The input:
=== Section Start ===

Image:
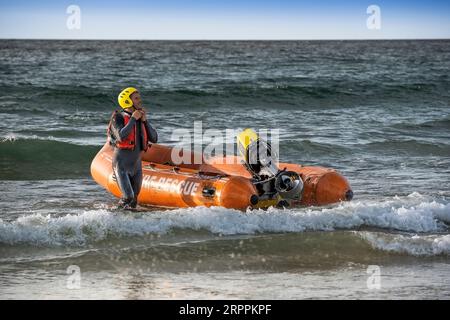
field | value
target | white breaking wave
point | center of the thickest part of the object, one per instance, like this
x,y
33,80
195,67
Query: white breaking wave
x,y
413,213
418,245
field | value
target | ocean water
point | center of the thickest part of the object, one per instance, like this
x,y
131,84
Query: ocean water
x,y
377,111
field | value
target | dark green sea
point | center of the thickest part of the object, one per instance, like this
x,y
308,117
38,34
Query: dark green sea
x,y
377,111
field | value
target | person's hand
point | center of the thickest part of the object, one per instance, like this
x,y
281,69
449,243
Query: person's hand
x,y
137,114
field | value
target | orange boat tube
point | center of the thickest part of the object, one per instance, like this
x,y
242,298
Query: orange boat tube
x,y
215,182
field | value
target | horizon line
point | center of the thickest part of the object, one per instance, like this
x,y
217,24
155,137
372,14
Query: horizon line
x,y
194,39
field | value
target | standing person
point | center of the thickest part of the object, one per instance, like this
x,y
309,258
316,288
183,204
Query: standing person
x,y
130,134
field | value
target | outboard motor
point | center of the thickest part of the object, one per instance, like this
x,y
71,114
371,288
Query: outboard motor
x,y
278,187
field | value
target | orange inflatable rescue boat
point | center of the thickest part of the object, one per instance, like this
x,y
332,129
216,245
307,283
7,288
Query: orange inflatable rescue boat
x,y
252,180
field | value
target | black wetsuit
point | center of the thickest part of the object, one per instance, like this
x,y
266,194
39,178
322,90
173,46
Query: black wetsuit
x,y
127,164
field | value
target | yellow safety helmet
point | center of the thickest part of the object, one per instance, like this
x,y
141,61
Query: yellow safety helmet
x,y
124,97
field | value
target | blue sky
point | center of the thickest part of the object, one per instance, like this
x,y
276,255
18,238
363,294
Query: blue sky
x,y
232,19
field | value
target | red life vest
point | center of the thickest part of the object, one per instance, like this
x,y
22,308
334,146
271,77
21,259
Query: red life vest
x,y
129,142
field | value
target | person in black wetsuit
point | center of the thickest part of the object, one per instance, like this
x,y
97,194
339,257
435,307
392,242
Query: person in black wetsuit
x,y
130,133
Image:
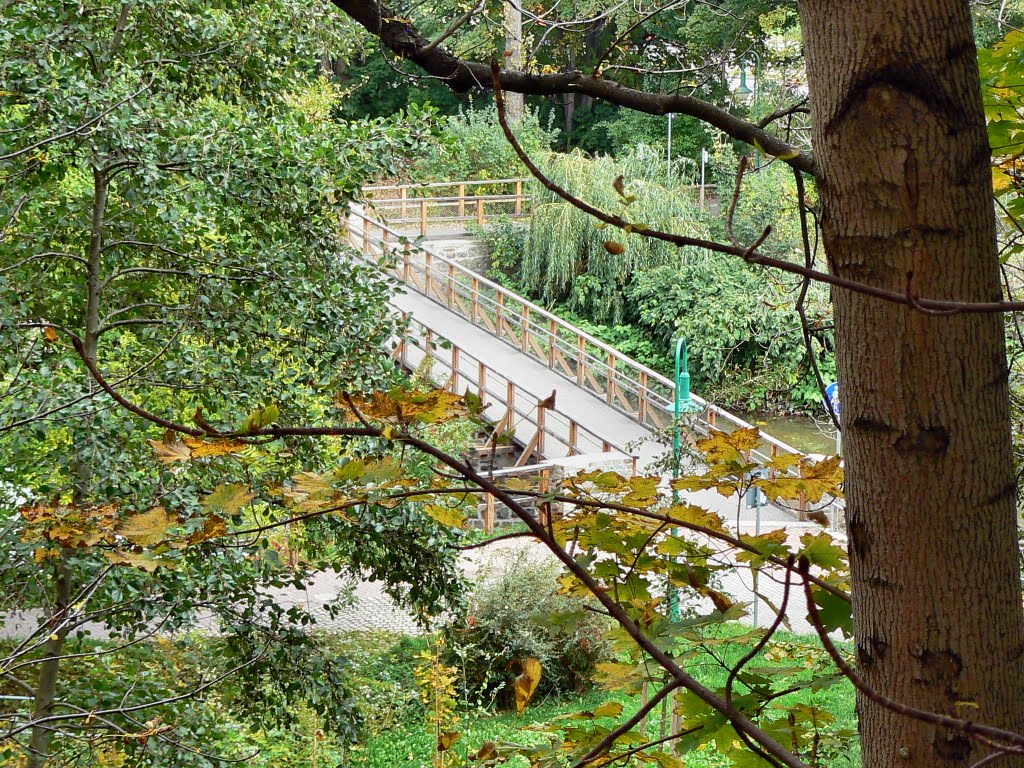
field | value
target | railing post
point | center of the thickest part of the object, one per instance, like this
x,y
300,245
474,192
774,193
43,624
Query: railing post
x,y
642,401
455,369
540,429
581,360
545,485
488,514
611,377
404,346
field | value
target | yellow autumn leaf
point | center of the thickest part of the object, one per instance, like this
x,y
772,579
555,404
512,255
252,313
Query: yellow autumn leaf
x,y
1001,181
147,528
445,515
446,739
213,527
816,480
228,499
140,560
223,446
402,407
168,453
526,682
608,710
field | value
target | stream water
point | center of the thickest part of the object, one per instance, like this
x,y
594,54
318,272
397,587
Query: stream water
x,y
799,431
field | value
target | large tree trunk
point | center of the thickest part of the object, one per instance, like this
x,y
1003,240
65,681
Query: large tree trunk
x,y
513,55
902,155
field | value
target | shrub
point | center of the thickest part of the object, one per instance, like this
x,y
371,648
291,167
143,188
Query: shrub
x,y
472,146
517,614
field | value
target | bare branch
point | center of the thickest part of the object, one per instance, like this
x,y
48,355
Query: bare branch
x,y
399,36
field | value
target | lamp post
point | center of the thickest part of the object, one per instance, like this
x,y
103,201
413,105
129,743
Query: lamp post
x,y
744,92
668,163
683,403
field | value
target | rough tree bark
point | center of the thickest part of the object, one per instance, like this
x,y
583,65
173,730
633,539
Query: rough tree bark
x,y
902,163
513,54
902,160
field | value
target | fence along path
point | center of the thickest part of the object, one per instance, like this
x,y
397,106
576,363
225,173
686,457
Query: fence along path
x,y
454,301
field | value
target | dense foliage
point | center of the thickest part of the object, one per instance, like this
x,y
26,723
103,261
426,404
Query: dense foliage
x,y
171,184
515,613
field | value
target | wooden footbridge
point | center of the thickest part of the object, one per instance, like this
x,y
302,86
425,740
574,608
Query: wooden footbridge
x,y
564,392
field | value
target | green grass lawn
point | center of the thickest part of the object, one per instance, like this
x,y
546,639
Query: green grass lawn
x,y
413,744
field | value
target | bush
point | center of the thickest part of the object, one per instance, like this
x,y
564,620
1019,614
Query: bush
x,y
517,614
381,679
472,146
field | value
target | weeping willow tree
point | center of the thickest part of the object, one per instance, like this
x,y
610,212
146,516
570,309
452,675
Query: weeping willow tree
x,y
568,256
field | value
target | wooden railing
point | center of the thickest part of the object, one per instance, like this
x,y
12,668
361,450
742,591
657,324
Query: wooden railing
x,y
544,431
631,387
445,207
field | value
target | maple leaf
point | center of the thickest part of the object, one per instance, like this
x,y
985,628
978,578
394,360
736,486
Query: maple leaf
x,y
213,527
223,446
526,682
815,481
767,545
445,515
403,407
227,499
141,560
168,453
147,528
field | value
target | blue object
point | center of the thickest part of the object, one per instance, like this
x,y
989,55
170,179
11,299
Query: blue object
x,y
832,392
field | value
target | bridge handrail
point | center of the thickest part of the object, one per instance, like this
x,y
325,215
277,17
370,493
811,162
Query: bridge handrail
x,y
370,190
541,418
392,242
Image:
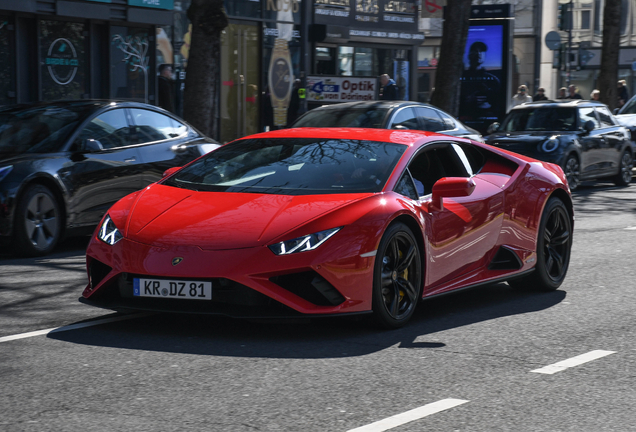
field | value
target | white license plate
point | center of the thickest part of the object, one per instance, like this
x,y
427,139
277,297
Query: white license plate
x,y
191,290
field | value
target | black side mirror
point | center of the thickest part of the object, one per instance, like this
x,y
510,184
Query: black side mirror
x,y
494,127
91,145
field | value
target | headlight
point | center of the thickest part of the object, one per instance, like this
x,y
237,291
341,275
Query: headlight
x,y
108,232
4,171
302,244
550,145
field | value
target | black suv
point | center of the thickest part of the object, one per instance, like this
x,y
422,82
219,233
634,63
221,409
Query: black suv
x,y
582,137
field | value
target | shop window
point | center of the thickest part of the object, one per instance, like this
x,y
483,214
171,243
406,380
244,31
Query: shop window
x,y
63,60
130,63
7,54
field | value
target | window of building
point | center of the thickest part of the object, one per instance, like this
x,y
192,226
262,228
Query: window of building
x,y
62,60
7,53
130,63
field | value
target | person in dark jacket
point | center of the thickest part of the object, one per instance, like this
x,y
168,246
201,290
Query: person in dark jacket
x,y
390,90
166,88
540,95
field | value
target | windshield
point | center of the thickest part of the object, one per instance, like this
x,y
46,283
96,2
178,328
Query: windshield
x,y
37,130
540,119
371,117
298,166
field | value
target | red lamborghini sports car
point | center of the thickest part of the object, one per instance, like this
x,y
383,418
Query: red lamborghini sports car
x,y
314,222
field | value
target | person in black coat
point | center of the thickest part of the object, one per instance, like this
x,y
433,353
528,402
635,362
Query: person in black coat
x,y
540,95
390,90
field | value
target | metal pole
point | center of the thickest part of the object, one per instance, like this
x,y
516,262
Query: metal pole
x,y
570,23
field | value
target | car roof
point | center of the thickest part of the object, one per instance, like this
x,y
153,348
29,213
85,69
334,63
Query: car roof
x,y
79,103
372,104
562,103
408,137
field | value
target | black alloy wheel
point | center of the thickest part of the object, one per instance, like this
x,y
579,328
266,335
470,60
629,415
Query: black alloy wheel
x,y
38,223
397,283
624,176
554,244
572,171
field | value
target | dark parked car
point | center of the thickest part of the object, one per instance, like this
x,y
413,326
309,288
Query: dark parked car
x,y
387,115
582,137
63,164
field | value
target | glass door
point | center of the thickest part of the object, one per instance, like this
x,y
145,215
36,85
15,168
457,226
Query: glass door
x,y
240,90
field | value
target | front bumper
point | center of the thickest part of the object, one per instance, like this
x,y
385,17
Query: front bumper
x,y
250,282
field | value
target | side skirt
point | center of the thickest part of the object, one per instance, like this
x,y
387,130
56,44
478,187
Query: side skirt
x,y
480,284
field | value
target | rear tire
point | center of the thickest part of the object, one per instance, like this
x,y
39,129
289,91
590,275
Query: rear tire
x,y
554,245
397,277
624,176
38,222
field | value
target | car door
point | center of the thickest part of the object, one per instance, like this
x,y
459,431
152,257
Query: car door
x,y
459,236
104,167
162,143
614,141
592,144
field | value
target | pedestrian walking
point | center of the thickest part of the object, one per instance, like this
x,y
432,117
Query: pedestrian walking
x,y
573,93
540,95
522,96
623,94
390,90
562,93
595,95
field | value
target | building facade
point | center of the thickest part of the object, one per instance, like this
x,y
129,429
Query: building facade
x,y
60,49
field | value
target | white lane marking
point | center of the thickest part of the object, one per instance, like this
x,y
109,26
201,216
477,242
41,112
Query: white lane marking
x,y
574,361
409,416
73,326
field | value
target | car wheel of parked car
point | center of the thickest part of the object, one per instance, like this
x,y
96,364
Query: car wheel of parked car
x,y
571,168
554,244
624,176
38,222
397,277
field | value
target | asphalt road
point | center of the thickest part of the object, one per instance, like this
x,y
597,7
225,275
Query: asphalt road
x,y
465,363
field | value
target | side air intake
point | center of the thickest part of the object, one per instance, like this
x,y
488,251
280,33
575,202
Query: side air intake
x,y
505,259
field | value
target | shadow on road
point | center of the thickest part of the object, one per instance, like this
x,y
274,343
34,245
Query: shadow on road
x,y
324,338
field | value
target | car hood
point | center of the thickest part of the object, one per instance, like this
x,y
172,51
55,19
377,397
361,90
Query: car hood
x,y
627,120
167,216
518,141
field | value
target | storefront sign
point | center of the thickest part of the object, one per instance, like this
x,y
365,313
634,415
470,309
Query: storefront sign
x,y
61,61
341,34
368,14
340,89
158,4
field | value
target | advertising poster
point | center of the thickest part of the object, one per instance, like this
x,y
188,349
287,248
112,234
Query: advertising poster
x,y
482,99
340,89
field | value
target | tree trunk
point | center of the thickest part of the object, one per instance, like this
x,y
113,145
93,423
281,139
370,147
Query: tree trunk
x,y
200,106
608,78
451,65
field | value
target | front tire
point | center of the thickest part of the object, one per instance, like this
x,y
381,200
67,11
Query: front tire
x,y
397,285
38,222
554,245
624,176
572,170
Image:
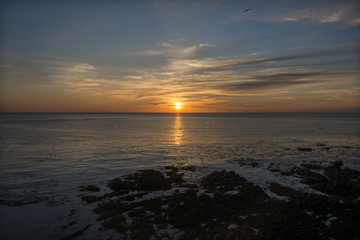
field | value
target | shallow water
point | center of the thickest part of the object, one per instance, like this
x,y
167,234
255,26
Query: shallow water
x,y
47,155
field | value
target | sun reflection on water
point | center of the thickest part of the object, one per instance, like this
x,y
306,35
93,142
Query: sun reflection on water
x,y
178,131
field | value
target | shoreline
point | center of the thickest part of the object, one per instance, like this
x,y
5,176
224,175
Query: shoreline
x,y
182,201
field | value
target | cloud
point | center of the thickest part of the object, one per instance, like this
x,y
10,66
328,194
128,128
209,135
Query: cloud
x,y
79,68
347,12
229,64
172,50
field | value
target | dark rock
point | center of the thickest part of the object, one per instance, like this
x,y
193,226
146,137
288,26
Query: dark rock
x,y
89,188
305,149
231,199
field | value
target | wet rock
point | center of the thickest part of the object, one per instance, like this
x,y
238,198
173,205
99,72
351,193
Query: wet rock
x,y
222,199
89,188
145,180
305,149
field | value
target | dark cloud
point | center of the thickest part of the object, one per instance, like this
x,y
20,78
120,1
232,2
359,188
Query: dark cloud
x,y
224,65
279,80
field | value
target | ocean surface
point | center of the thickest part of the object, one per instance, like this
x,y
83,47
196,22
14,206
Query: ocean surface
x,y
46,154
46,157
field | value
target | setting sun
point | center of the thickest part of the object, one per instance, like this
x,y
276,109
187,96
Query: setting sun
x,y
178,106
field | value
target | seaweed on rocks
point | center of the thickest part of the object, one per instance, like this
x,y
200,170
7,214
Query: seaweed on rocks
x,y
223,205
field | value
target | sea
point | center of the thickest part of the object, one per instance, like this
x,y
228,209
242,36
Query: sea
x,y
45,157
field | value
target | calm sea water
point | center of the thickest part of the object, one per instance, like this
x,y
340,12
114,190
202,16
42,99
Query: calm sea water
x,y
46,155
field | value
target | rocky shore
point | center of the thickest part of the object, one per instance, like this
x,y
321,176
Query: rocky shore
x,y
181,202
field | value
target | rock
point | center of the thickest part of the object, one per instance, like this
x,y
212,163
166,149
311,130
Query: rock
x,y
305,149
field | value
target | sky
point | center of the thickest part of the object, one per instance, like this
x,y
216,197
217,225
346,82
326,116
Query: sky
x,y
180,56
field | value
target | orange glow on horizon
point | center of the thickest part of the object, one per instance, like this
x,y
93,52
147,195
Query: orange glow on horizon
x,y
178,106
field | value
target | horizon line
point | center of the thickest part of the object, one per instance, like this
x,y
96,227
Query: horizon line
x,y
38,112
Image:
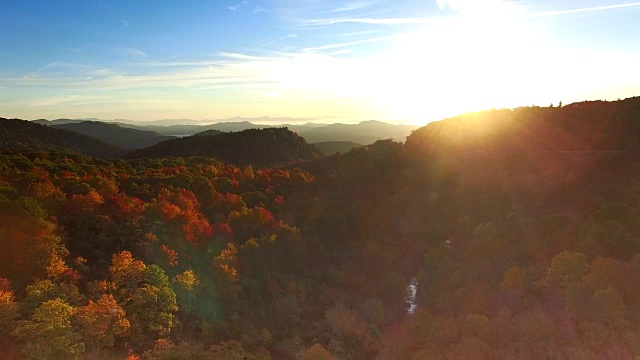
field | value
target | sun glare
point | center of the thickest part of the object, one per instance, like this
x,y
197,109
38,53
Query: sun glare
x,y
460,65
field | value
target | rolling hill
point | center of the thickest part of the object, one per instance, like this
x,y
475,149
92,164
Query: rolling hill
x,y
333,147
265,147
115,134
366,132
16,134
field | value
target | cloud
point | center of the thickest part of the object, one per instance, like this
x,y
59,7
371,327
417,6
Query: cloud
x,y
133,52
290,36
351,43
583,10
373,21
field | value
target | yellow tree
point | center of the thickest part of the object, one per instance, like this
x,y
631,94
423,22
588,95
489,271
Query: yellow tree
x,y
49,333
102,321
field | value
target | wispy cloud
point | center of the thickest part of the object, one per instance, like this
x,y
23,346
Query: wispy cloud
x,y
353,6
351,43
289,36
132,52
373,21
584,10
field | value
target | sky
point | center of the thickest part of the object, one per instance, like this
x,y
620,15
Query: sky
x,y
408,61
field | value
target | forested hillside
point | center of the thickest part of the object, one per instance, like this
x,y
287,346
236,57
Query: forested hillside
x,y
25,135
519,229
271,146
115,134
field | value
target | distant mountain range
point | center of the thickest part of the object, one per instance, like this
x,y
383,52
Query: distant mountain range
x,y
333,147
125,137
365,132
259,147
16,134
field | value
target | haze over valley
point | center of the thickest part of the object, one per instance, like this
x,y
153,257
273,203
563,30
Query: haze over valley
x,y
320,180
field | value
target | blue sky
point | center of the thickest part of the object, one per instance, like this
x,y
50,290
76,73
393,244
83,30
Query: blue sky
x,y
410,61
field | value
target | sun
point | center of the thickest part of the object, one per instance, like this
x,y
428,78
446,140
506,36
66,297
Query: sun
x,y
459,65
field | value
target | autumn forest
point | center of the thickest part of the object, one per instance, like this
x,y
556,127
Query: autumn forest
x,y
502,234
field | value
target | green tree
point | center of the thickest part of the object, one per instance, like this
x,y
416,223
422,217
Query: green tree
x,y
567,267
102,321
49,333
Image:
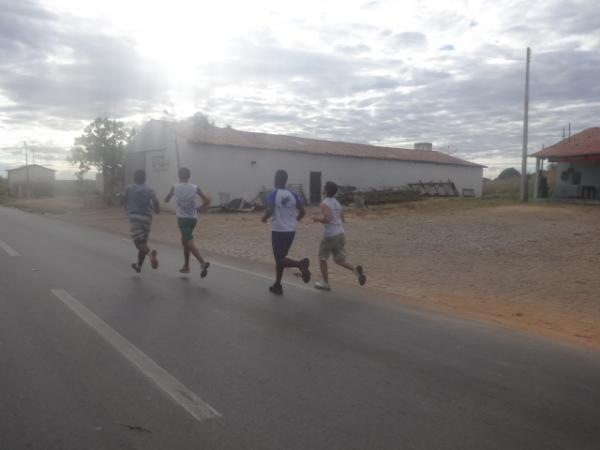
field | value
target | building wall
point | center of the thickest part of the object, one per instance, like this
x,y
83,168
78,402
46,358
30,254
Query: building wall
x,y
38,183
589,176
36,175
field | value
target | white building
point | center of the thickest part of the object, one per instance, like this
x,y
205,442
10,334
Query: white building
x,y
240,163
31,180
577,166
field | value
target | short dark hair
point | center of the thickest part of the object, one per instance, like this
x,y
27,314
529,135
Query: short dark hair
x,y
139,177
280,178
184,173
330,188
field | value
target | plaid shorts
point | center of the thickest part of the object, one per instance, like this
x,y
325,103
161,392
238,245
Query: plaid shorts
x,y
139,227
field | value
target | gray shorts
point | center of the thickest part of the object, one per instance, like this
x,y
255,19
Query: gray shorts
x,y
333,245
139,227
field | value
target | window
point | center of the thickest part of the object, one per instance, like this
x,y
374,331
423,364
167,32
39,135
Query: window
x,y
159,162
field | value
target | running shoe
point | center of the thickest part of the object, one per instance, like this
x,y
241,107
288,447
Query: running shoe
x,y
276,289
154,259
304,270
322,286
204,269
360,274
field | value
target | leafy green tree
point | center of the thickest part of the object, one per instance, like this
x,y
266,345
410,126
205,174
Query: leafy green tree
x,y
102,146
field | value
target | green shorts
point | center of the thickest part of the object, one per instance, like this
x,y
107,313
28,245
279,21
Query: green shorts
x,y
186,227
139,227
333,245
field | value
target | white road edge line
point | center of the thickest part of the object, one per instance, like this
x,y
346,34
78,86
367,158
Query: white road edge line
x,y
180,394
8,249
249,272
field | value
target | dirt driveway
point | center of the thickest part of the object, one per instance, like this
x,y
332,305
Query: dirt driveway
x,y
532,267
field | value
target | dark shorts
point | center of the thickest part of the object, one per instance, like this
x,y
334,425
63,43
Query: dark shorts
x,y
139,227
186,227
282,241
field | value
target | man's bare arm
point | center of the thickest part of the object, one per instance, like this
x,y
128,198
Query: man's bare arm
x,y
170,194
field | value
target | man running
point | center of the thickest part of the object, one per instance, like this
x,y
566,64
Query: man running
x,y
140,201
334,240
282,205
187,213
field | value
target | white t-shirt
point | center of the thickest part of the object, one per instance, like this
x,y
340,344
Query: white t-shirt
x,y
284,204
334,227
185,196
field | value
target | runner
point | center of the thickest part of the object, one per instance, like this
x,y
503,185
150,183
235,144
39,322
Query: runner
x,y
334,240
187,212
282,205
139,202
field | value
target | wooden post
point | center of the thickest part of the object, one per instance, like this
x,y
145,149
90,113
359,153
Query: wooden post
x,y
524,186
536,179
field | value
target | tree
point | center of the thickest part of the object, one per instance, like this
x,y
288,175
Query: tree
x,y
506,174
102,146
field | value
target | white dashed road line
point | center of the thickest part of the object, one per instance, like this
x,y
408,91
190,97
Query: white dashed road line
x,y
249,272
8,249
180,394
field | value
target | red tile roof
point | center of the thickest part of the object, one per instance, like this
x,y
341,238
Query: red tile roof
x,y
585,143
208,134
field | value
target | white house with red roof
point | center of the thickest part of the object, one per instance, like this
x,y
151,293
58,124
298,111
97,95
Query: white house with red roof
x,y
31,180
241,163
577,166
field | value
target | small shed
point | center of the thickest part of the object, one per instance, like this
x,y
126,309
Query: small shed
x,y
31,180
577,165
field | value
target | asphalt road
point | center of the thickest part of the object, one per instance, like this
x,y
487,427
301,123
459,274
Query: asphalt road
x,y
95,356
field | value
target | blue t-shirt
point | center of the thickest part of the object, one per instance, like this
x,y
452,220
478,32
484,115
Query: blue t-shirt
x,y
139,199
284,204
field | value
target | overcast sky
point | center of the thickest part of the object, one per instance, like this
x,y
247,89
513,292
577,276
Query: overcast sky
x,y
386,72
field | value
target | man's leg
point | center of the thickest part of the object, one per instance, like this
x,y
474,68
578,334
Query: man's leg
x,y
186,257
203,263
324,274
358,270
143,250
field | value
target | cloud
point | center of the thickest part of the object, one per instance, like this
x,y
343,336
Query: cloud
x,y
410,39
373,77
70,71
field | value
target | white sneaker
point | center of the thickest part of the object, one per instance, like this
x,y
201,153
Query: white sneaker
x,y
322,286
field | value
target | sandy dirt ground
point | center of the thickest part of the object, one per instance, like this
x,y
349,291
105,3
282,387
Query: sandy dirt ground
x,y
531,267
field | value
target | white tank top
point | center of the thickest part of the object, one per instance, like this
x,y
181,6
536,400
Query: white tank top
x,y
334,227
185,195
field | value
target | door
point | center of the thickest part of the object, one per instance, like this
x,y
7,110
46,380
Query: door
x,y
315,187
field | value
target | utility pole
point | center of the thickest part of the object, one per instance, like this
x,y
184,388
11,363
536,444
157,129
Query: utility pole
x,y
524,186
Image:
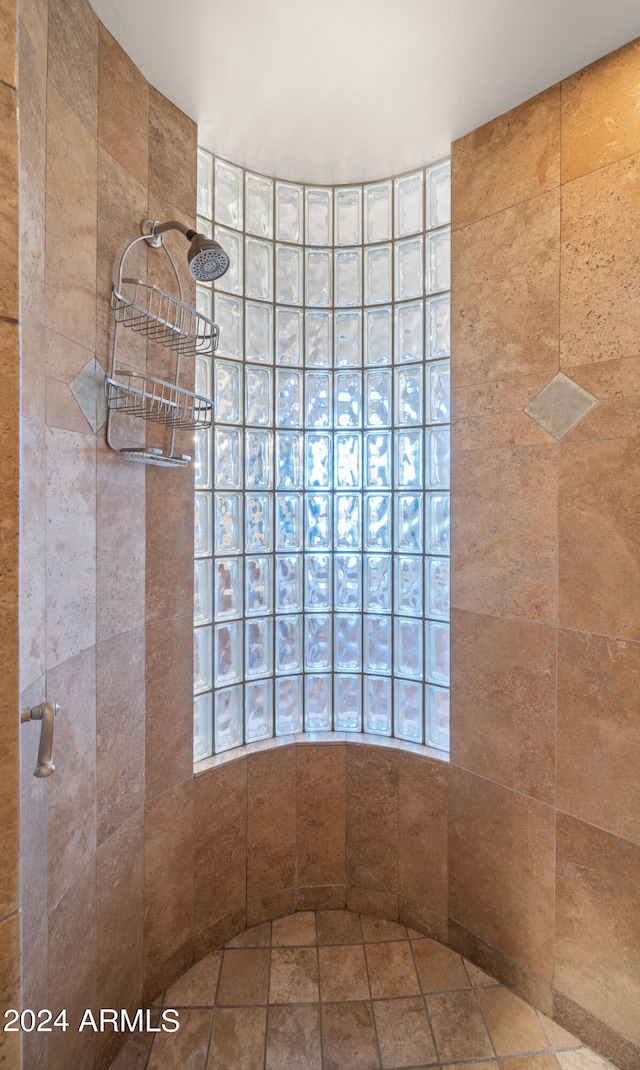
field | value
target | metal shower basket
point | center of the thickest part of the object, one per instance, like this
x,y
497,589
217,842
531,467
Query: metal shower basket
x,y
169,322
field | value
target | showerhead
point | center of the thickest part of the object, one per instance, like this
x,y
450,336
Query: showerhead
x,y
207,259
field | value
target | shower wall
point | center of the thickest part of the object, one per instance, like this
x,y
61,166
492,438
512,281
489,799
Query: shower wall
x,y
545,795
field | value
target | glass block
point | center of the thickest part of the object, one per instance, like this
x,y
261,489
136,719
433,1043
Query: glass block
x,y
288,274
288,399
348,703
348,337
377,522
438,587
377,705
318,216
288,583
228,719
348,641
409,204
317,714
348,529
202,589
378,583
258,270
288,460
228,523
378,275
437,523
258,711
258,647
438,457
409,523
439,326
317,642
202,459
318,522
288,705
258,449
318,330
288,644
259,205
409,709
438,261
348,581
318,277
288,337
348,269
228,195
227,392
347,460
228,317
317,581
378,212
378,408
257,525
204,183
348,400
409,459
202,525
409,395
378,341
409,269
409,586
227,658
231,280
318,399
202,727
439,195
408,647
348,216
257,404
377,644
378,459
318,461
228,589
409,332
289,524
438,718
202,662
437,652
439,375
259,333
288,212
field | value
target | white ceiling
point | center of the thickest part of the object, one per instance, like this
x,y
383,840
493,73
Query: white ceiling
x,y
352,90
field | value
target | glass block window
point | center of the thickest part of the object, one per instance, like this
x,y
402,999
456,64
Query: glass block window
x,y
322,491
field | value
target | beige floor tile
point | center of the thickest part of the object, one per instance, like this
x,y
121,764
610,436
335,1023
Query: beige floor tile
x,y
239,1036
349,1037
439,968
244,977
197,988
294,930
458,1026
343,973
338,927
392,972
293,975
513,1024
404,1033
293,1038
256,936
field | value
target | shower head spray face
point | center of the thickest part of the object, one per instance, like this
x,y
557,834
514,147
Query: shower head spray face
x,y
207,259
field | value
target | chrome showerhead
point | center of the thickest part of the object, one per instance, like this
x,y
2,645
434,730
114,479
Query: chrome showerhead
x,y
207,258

=== Section End ===

Looking at the listing above, which lines run from the one containing "Query: door" through the one containing "target | metal shower basket"? Print exactly those, ends included, pictures excluded.

Task result:
Query: door
x,y
315,187
field | value
target | utility pole
point | center of the thickest part of the object, one per instance, like this
x,y
184,388
11,363
536,444
157,129
Query: utility pole
x,y
524,186
Image:
field | value
target | metal shower basket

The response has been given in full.